Énoncé du problème:
Recopiez intégralement, s'il vous plaît, le texte sur James Cameron et la naissance de Terminator, au mot près et sans rien y changer.

Texte de lecture:
------------------------------

On lui confie finalement en 1982 la réalisation du film Piranha 2, un film si mauvais qu’il fera tout pour que son nom n’y soit pas associé. Deux ans plus tard, il se fait enfin connaître (en bien) pour son film Terminator, qui sera le début d’une grande carrière.
L’idée du film lui serait venue lors d’un rêve, où il aurait vu un squelette de métal émerger des flammes. À son réveil, il aurait noté son rêve, et aurait tenté d’y trouver une explication. Pour lui, si le squelette chromé avait une apparence humaine, c’est qu’avant que sa peau ne fonde, la créature devait se faire passer pour un humain. Le Terminator était né.
Son processus créatif ressemble grandement aux débuts de la psychanalyse, et de l’analyse des rêves en général. Freud et Jung eux-mêmes faisaient régulièrement des siestes dans le but de noter leurs rêves à leur réveil puis de les interpréter. Débarrassés de leurs limites physiques et rationnelles, les rêveurs deviennent ainsi capables d’une grande créativité. Mais la créativité de James Cameron sait également être très rationnelle, voire même scientifique.

------------------------------

Entrées répertoriées:
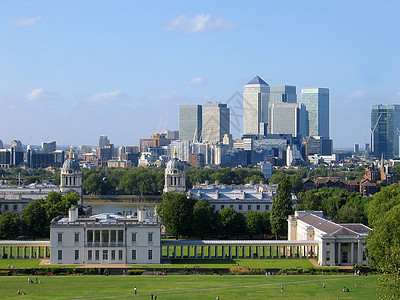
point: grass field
(235, 263)
(190, 287)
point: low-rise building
(338, 244)
(105, 238)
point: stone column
(352, 253)
(359, 252)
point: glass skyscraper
(255, 106)
(316, 101)
(215, 122)
(190, 122)
(385, 130)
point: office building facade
(316, 102)
(255, 107)
(215, 122)
(190, 122)
(385, 129)
(288, 118)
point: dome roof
(174, 165)
(70, 164)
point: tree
(34, 219)
(203, 214)
(176, 212)
(382, 202)
(254, 223)
(281, 208)
(383, 250)
(10, 225)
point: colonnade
(240, 249)
(24, 250)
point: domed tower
(71, 176)
(175, 179)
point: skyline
(99, 68)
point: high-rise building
(288, 118)
(104, 141)
(190, 122)
(316, 101)
(280, 94)
(215, 122)
(255, 107)
(385, 129)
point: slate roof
(331, 228)
(257, 80)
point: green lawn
(190, 287)
(234, 263)
(26, 264)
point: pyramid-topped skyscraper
(255, 107)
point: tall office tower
(316, 101)
(49, 146)
(255, 106)
(288, 118)
(215, 122)
(385, 130)
(280, 94)
(104, 141)
(190, 122)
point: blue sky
(73, 70)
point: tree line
(150, 181)
(35, 218)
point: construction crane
(308, 138)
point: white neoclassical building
(338, 244)
(105, 238)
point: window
(328, 255)
(76, 254)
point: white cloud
(25, 22)
(109, 96)
(41, 94)
(197, 81)
(197, 23)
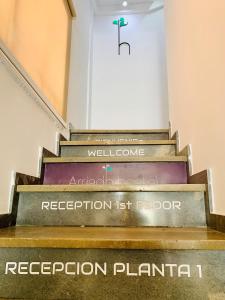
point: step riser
(170, 209)
(111, 274)
(116, 173)
(118, 151)
(126, 137)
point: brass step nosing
(112, 238)
(118, 143)
(114, 131)
(113, 188)
(114, 159)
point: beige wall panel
(38, 35)
(196, 68)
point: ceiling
(111, 7)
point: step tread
(113, 188)
(81, 131)
(115, 159)
(117, 143)
(112, 238)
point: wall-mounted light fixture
(125, 3)
(121, 23)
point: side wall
(80, 69)
(129, 91)
(38, 34)
(26, 124)
(196, 72)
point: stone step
(163, 205)
(119, 135)
(111, 263)
(114, 149)
(65, 171)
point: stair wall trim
(23, 79)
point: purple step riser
(116, 173)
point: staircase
(115, 216)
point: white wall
(129, 91)
(26, 124)
(80, 70)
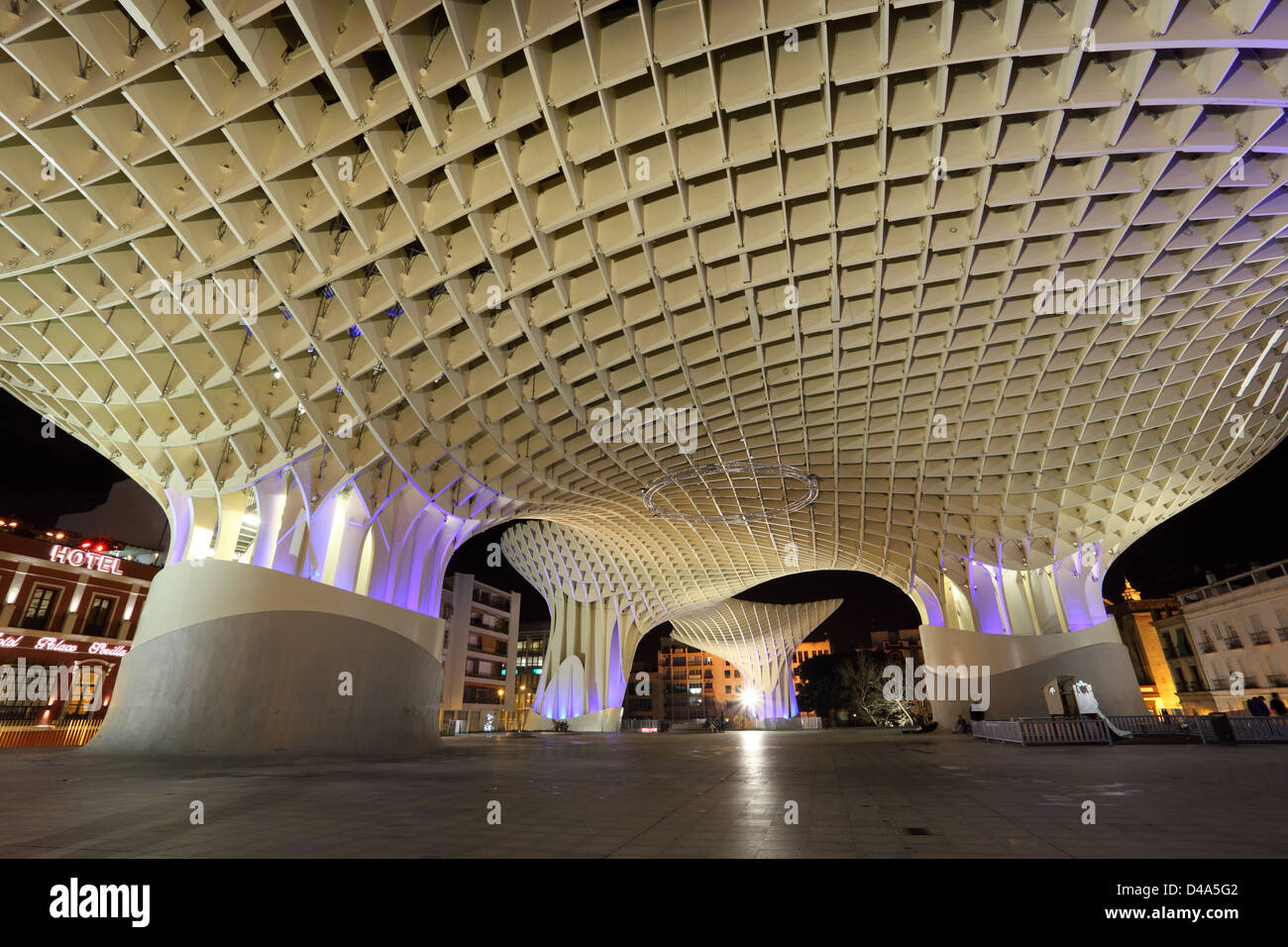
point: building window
(95, 618)
(40, 608)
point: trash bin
(1222, 728)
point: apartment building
(480, 652)
(1239, 629)
(529, 663)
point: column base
(599, 722)
(284, 684)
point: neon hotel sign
(82, 558)
(65, 647)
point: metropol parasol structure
(343, 283)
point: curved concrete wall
(1019, 665)
(214, 672)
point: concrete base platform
(600, 722)
(240, 661)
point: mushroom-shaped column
(759, 639)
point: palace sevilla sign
(82, 558)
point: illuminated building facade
(62, 607)
(1239, 629)
(1137, 625)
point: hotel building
(63, 605)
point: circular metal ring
(732, 471)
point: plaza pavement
(858, 793)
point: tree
(850, 686)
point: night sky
(1239, 526)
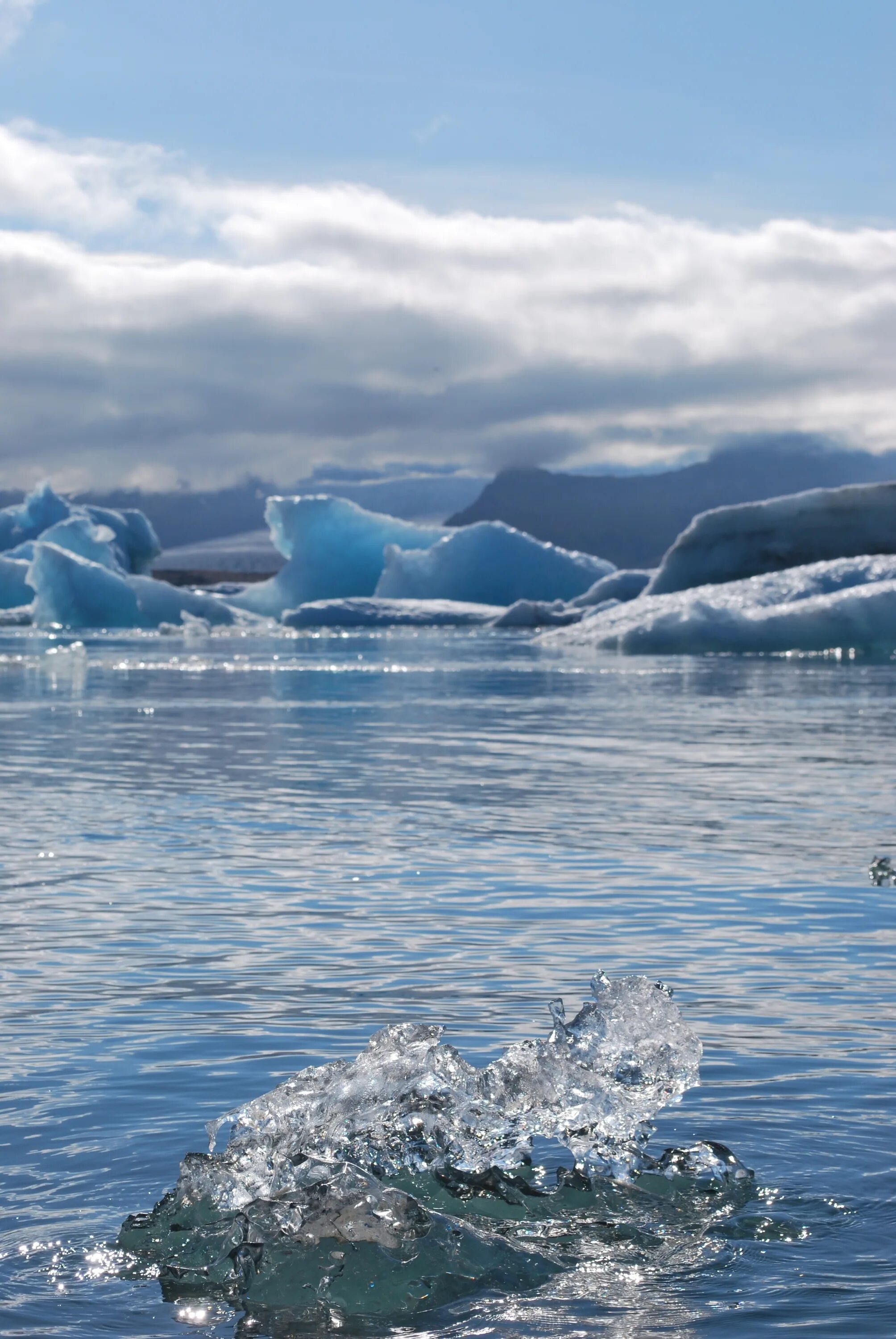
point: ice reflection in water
(261, 853)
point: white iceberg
(74, 592)
(817, 607)
(334, 548)
(538, 614)
(374, 612)
(730, 543)
(488, 563)
(625, 584)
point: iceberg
(14, 584)
(134, 539)
(374, 612)
(30, 519)
(77, 535)
(538, 614)
(75, 592)
(623, 586)
(488, 563)
(334, 548)
(730, 543)
(405, 1179)
(130, 540)
(817, 607)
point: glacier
(488, 563)
(405, 1179)
(332, 548)
(374, 612)
(732, 543)
(75, 592)
(847, 603)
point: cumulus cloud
(15, 17)
(157, 323)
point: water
(227, 859)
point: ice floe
(488, 563)
(334, 548)
(816, 607)
(740, 541)
(371, 612)
(74, 592)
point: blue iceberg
(14, 584)
(334, 548)
(74, 592)
(488, 563)
(120, 540)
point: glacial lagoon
(232, 857)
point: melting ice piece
(369, 1187)
(623, 586)
(411, 1101)
(488, 563)
(882, 872)
(371, 612)
(843, 603)
(334, 548)
(732, 543)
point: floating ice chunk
(78, 533)
(334, 549)
(623, 586)
(134, 540)
(73, 592)
(14, 584)
(30, 519)
(730, 543)
(410, 1101)
(377, 612)
(844, 603)
(538, 614)
(488, 563)
(298, 1211)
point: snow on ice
(843, 603)
(741, 541)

------------------------------

Résultat ci-dessous:
On lui confie finalement en 1982 la réalisation du film Piranha 2, un film si mauvais qu’il fera tout pour que son nom n’y soit pas associé. Deux ans plus tard, il se fait enfin connaître (en bien) pour son film Terminator, qui sera le début d’une grande carrière.
L’idée du film lui serait venue lors d’un rêve, où il aurait vu un squelette de métal émerger des flammes. À son réveil, il aurait noté son rêve, et aurait tenté d’y trouver une explication. Pour lui, si le squelette chromé avait une apparence humaine, c’est qu’avant que sa peau ne fonde, la créature devait se faire passer pour un humain. Le Terminator était né.
Son processus créatif ressemble grandement aux débuts de la psychanalyse, et de l’analyse des rêves en général. Freud et Jung eux-mêmes faisaient régulièrement des siestes dans le but de noter leurs rêves à leur réveil puis de les interpréter. Débarrassés de leurs limites physiques et rationnelles, les rêveurs deviennent ainsi capables d’une grande créativité. Mais la créativité de James Cameron sait également être très rationnelle, voire même scientifique.